───── Dataset rows ─────

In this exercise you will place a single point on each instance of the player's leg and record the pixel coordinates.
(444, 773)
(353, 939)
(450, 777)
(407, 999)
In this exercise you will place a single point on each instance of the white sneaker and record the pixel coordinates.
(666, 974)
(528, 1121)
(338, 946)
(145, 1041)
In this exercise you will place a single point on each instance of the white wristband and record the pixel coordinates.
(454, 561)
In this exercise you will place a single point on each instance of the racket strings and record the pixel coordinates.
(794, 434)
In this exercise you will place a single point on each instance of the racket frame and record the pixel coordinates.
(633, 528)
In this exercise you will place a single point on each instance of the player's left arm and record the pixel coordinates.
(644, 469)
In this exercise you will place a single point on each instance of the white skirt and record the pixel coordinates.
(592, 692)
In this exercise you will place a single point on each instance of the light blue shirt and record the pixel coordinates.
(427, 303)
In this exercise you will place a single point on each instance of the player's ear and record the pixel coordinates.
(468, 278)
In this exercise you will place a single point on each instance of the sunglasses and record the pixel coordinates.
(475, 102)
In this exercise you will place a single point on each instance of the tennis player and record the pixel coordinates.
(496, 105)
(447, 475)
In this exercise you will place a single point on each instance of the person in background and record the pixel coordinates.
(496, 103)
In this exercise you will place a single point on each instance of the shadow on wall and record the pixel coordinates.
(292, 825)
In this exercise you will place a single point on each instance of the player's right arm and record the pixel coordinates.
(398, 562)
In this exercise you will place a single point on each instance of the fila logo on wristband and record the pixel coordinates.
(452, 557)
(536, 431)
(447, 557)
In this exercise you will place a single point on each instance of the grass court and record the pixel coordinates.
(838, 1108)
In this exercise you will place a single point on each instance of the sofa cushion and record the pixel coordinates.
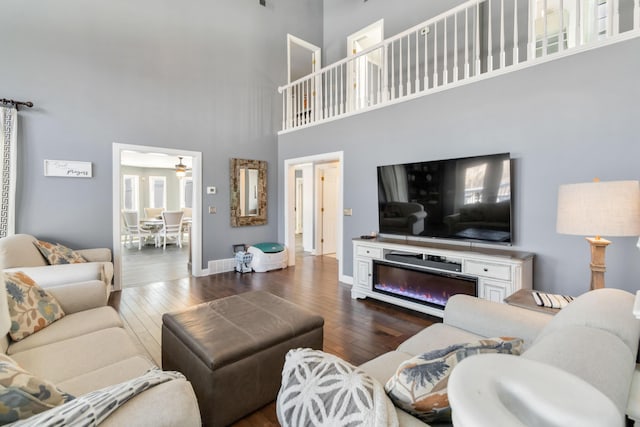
(31, 308)
(321, 389)
(419, 385)
(23, 395)
(63, 360)
(95, 407)
(70, 326)
(116, 372)
(55, 253)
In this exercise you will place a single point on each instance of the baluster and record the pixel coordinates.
(435, 54)
(426, 58)
(445, 68)
(455, 47)
(417, 82)
(466, 43)
(578, 24)
(343, 85)
(385, 74)
(489, 39)
(545, 35)
(532, 25)
(561, 36)
(325, 110)
(503, 58)
(381, 67)
(595, 21)
(516, 36)
(393, 72)
(477, 44)
(400, 86)
(408, 65)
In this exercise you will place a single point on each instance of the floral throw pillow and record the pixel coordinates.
(56, 253)
(23, 395)
(419, 385)
(31, 308)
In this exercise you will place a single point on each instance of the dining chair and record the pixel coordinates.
(153, 212)
(171, 227)
(132, 228)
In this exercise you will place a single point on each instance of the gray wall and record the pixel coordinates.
(565, 121)
(194, 74)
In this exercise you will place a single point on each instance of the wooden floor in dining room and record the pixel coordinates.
(356, 330)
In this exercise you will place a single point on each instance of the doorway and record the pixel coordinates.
(365, 73)
(303, 59)
(311, 167)
(149, 183)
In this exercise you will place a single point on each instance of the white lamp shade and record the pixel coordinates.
(599, 208)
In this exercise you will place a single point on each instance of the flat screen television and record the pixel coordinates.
(463, 199)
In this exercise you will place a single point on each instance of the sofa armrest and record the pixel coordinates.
(170, 404)
(75, 297)
(492, 319)
(96, 255)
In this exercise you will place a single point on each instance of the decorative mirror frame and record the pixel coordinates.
(234, 167)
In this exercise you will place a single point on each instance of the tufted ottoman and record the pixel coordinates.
(232, 350)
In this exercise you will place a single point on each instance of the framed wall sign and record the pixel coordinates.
(67, 168)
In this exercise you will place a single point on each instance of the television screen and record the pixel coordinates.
(465, 199)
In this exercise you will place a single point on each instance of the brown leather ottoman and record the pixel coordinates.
(232, 350)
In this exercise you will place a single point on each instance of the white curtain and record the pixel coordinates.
(9, 133)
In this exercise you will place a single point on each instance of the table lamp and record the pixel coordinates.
(597, 208)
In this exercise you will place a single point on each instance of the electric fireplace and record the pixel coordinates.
(428, 287)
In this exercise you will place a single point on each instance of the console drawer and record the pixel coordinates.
(369, 251)
(485, 269)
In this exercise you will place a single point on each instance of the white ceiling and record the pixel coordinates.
(152, 160)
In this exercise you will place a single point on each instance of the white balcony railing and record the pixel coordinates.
(473, 40)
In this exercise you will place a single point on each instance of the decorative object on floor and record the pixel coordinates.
(23, 394)
(9, 135)
(599, 208)
(544, 299)
(56, 254)
(31, 308)
(419, 385)
(321, 389)
(248, 192)
(233, 349)
(268, 256)
(181, 168)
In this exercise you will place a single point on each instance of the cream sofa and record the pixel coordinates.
(89, 349)
(595, 338)
(18, 253)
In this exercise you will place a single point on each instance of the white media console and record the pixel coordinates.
(498, 272)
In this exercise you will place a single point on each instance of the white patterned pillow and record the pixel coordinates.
(419, 385)
(92, 408)
(320, 389)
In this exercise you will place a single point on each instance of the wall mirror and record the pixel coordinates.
(248, 192)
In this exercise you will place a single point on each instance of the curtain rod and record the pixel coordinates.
(16, 103)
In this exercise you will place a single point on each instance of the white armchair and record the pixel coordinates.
(18, 253)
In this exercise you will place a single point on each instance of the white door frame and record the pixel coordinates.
(355, 75)
(289, 197)
(315, 66)
(196, 226)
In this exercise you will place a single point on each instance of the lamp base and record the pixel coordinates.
(598, 246)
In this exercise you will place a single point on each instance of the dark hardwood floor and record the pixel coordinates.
(356, 330)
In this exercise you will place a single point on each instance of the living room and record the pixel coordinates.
(203, 77)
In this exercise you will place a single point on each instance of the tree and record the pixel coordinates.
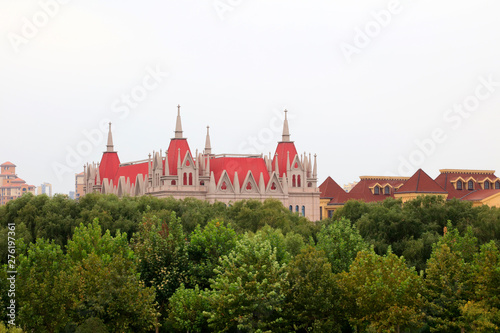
(313, 298)
(161, 248)
(249, 290)
(341, 242)
(186, 308)
(382, 293)
(108, 284)
(207, 245)
(46, 288)
(449, 280)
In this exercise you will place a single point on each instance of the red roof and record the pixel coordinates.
(420, 182)
(329, 188)
(110, 162)
(283, 150)
(241, 165)
(131, 172)
(173, 152)
(479, 195)
(446, 177)
(362, 190)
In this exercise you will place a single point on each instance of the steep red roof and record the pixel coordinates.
(110, 162)
(241, 165)
(131, 172)
(173, 152)
(447, 176)
(420, 182)
(284, 149)
(479, 195)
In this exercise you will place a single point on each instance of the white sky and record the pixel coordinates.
(237, 69)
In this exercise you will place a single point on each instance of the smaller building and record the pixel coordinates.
(11, 186)
(481, 187)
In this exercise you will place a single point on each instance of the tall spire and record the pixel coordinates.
(178, 125)
(208, 146)
(109, 146)
(286, 132)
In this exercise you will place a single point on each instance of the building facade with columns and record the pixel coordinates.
(287, 176)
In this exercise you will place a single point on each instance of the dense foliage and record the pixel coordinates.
(104, 264)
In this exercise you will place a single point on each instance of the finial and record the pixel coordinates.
(109, 146)
(178, 125)
(208, 146)
(286, 132)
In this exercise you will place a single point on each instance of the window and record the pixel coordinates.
(470, 185)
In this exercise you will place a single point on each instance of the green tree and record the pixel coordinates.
(249, 290)
(382, 293)
(449, 280)
(161, 248)
(46, 288)
(186, 308)
(341, 242)
(313, 298)
(205, 248)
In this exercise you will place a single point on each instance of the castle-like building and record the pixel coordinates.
(286, 176)
(11, 186)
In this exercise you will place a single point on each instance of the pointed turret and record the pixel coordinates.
(109, 146)
(178, 125)
(286, 132)
(208, 146)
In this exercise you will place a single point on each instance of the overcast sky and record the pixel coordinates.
(372, 87)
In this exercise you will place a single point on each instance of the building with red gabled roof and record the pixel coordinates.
(481, 187)
(419, 184)
(286, 176)
(11, 186)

─────

Exercise brief → Exactly as written, return every line of the listing, but not the pictures.

The answer →
In this exercise you will place a single point on each instance of the player's leg and record the pixel coordinates.
(444, 773)
(353, 939)
(450, 777)
(407, 999)
In this exercise you will place a single point on each instance of the white sneaker and record the pixel coordinates.
(666, 974)
(528, 1121)
(338, 946)
(145, 1041)
In this exercise you will place a single point on each instance of the white wristband and record the pixel coordinates.
(454, 561)
In this exercise you will place a single point on each instance of the racket strings and record the pixel coordinates.
(794, 434)
In this exercise you will place a single point on each instance of the racket frame and record the pixel coordinates.
(633, 528)
In this exercise you will place a single point on each instance of the player's left arm and record the pixel coordinates.
(644, 469)
In this exercise you will place a single point on each instance of the white skirt and record the pixel coordinates.
(592, 692)
In this exercise you will place a single point on each instance of the light blue shirt and record the pixel coordinates.
(427, 303)
In this exercise you will place a single point on each instance of the player's ear and record the pixel coordinates.
(468, 278)
In this exercise you will place a single point on each instance of the sunglasses and record the pixel coordinates.
(475, 102)
In this exercise you will place a single point on each instance of the tennis player and record the pixel coordinates.
(496, 105)
(447, 475)
In this exercise you will place a single point on each instance of the person in background and record the pixel coordinates.
(496, 103)
In this exercise you will place a single point on each instance of the shadow on wall and record the pixel coordinates.
(292, 825)
In this exercise you will place a single point on each instance of the player's right arm and record the pixel coordinates.
(398, 562)
In this exercise you will place a single point on each instance of the fila logo on wristband and record the pixel coordinates.
(452, 557)
(536, 431)
(447, 557)
In this exercise you will place a single point on each instance of the grass court and record the pixel coordinates.
(838, 1108)
In this exercise you will place a single point on each instance of the sofa cushion and record the pixel coordinates.
(31, 308)
(321, 389)
(419, 385)
(23, 395)
(63, 360)
(95, 407)
(70, 326)
(116, 372)
(55, 253)
In this exercise you will place a single point on each instance of the baluster and record the pixel coordinates.
(435, 54)
(426, 58)
(445, 68)
(455, 47)
(417, 82)
(466, 43)
(578, 24)
(343, 85)
(385, 74)
(489, 39)
(545, 35)
(532, 25)
(561, 36)
(325, 110)
(503, 58)
(381, 67)
(595, 21)
(516, 36)
(393, 72)
(477, 44)
(400, 86)
(408, 65)
In this exercise you will place a single point on each instance of the floral throw pillow and record the pixel coordinates.
(56, 253)
(23, 395)
(419, 385)
(31, 308)
In this exercise you will place a single point on each instance of the dining chair and record the pixel coordinates.
(153, 212)
(171, 227)
(132, 228)
In this exercise you will place a single point on each instance of the gray wall and record the pixel coordinates.
(565, 121)
(194, 74)
In this exercise you will place a single point on each instance of the wooden floor in dining room and record the pixel coordinates.
(356, 330)
In this exercise you will place a single point on each instance of the doorway and record the pixel coordinates.
(365, 73)
(303, 59)
(311, 167)
(149, 183)
In this exercise you will place a single point on each instance of the white lamp shade and record the pixel coordinates.
(599, 208)
In this exercise you will place a single point on each instance of the flat screen television and record the pixel coordinates.
(463, 199)
In this exercise you will place a single point on each instance of the sofa armrest and record the pixel coordinates.
(170, 404)
(75, 297)
(492, 319)
(96, 255)
In this exercise you will place a single point on each instance of the decorative mirror frame and record the pixel coordinates.
(234, 167)
In this exercise you will place a single point on each instance of the tufted ottoman and record the pixel coordinates.
(232, 350)
In this exercise you will place a single point on each instance of the framed wall sign and record the pixel coordinates.
(67, 168)
In this exercise you will place a single point on each instance of the television screen and record the pixel coordinates.
(465, 199)
In this exercise you will place a single point on each instance of the brown leather ottoman and record the pixel coordinates.
(232, 350)
In this exercise you will place a single point on each instance of the white curtain and record the pixel coordinates.
(9, 133)
In this exercise you will place a single point on each instance of the table lamp and record the pixel coordinates.
(597, 208)
In this exercise you will place a single point on each instance of the electric fireplace and record the pixel coordinates.
(428, 287)
In this exercise you will place a single point on each instance of the console drawer and record the pixel coordinates.
(369, 251)
(485, 269)
In this exercise you will place a single point on each instance of the white ceiling and record the pixel coordinates.
(152, 160)
In this exercise you will place a single point on each instance of the white balcony railing and record the pixel coordinates.
(473, 40)
In this exercise you will place a single point on each instance of the decorative object on floor and record the pixel coordinates.
(23, 394)
(9, 135)
(599, 208)
(544, 299)
(56, 254)
(31, 308)
(419, 385)
(321, 389)
(248, 192)
(233, 349)
(268, 256)
(181, 168)
In this exercise you will place a single point on each instance of the cream sofa and record the pixel coordinates.
(89, 349)
(595, 338)
(18, 253)
In this exercise you will place a single point on each instance of the white media console and record the pixel coordinates.
(498, 272)
In this exercise you will place a single point on each instance of the white patterned pillow and record the pixel coordinates.
(419, 385)
(92, 408)
(320, 389)
In this exercise you will place a single point on each instance of the wall mirror and record the pixel coordinates.
(248, 192)
In this exercise you will place a single point on each instance of the curtain rod and record the pixel coordinates.
(16, 103)
In this exercise you will place a single point on each instance of the white armchair and record the pixel coordinates.
(18, 253)
In this exercise you will place a single point on each instance of the white door frame and record the pixel coordinates.
(355, 75)
(289, 197)
(315, 66)
(196, 226)
In this exercise you will place a single point on each instance of the lamp base and record the pixel coordinates.
(598, 246)
In this exercise you will place a single point on each instance of the dark hardwood floor and record the pixel coordinates.
(356, 330)
In this exercise you will place a single point on each instance of the living room and record the pixel coordinates.
(203, 77)
In this exercise you will place a single point on each instance of the tree and record the pixel coordinates.
(313, 298)
(161, 248)
(249, 290)
(341, 242)
(186, 308)
(382, 293)
(108, 284)
(207, 245)
(46, 288)
(449, 280)
In this exercise you will place a single point on each instance of the red roof and record the pixel coordinates.
(420, 182)
(329, 188)
(110, 162)
(283, 150)
(241, 165)
(131, 172)
(173, 152)
(479, 195)
(446, 177)
(362, 190)
In this exercise you will place a single point on each instance of the steep red roof and record the pixel coordinates.
(110, 162)
(241, 165)
(131, 172)
(173, 152)
(447, 176)
(420, 182)
(284, 149)
(479, 195)
In this exercise you will place a single point on each instance of the white sky and record the pixel coordinates.
(237, 69)
In this exercise you will place a single point on each instance of the smaller building and record the pixel coordinates.
(11, 186)
(481, 187)
In this exercise you will place a single point on each instance of the tall spire and record the pixel coordinates.
(178, 125)
(208, 146)
(109, 146)
(286, 132)
In this exercise you will place a single point on each instance of the building facade with columns and record the pixel coordinates.
(287, 176)
In this exercise you will place a single point on each instance of the dense foliage and record the pixel coordinates.
(104, 264)
In this exercise you will place a single point on each instance of the finial and record the pixel coordinates.
(109, 146)
(178, 125)
(208, 146)
(286, 132)
In this exercise you will place a single point on each instance of the window and record the pixel coordinates.
(470, 185)
In this exercise you will place a single point on each instance of the green tree and record the pixel coordinates.
(249, 290)
(382, 293)
(449, 280)
(161, 248)
(46, 288)
(186, 308)
(341, 242)
(313, 298)
(205, 248)
In this exercise you will place a single point on each instance of the castle-like building and record the pixel coordinates.
(286, 176)
(11, 186)
In this exercise you will place a single point on each instance of the pointed turret and record the pixel coordinates.
(109, 146)
(178, 125)
(286, 132)
(208, 146)
In this exercise you will place a single point on each instance of the overcast sky and record the pixel coordinates.
(372, 87)
In this exercise you will place a single point on each instance of the building with red gabled roof and record the pixel coordinates.
(481, 187)
(419, 184)
(286, 176)
(11, 186)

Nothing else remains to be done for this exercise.